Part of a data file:
────────────────────────────────────────
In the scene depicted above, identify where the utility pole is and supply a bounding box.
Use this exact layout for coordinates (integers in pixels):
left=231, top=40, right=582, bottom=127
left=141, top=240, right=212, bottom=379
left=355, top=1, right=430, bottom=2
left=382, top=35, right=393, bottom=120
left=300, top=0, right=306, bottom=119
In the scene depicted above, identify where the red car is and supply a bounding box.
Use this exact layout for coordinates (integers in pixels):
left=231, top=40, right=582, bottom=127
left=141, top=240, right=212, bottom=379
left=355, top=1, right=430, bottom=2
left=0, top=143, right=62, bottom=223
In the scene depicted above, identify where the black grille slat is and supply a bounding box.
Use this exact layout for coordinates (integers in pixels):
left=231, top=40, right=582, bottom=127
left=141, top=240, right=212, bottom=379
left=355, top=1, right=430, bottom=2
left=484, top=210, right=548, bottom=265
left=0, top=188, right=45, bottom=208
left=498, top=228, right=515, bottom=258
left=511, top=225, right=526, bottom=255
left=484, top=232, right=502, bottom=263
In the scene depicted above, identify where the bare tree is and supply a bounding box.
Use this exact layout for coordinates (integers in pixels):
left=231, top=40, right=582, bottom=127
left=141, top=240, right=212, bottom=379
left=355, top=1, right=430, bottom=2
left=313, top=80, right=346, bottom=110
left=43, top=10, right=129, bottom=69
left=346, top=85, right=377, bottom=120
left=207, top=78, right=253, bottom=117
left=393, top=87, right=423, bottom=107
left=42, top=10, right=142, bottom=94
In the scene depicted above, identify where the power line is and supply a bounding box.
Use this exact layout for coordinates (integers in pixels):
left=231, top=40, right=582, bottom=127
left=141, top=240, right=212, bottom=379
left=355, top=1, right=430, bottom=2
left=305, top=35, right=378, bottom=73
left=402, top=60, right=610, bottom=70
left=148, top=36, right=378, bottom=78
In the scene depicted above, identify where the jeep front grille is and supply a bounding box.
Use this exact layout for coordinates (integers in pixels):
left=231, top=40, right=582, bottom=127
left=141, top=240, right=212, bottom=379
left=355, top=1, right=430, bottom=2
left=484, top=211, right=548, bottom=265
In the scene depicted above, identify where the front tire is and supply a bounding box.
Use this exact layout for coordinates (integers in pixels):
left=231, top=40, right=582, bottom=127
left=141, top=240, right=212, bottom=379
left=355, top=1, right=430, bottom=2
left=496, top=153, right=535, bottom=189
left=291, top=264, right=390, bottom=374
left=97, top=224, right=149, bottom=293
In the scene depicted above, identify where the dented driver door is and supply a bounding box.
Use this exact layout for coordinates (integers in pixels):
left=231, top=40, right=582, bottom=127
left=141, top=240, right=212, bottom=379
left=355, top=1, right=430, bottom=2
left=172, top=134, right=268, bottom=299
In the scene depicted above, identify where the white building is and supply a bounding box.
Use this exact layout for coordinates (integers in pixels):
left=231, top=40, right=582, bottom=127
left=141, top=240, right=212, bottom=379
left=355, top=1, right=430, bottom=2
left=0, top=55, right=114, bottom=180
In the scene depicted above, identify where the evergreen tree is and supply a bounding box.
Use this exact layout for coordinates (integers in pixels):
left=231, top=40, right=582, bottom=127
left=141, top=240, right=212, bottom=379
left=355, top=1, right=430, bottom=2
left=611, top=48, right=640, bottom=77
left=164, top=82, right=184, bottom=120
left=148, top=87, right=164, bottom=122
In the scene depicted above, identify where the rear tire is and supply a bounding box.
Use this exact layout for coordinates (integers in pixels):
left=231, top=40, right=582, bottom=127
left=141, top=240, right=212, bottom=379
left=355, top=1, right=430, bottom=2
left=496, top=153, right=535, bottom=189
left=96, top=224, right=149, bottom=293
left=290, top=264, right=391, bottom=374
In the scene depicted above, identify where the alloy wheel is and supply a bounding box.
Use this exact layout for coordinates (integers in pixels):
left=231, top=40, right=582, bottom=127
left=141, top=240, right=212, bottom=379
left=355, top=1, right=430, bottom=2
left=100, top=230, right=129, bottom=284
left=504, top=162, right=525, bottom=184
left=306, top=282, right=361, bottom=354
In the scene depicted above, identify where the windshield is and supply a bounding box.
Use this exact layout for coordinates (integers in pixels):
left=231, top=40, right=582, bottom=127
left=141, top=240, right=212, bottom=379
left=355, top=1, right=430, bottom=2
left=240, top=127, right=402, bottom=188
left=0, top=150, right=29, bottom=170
────────────────────────────────────────
- _WHAT YOU HAVE TO DO_
Starting with the line containing "In the scene depicted above, identify where the bare" and continuing through the line containing "left=42, top=10, right=142, bottom=94", write out those lines again with "bare tree" changed to "leafless tree" and nothing else altered.

- _CORRECT RESPONSE_
In the scene depicted above, identify where the leafless tree is and supply a bounding box.
Use this exact layout for coordinates (integers in pixels):
left=231, top=40, right=582, bottom=127
left=141, top=240, right=212, bottom=379
left=355, top=1, right=430, bottom=2
left=313, top=80, right=346, bottom=110
left=43, top=10, right=129, bottom=69
left=346, top=85, right=377, bottom=120
left=207, top=78, right=253, bottom=117
left=393, top=87, right=423, bottom=107
left=42, top=10, right=142, bottom=94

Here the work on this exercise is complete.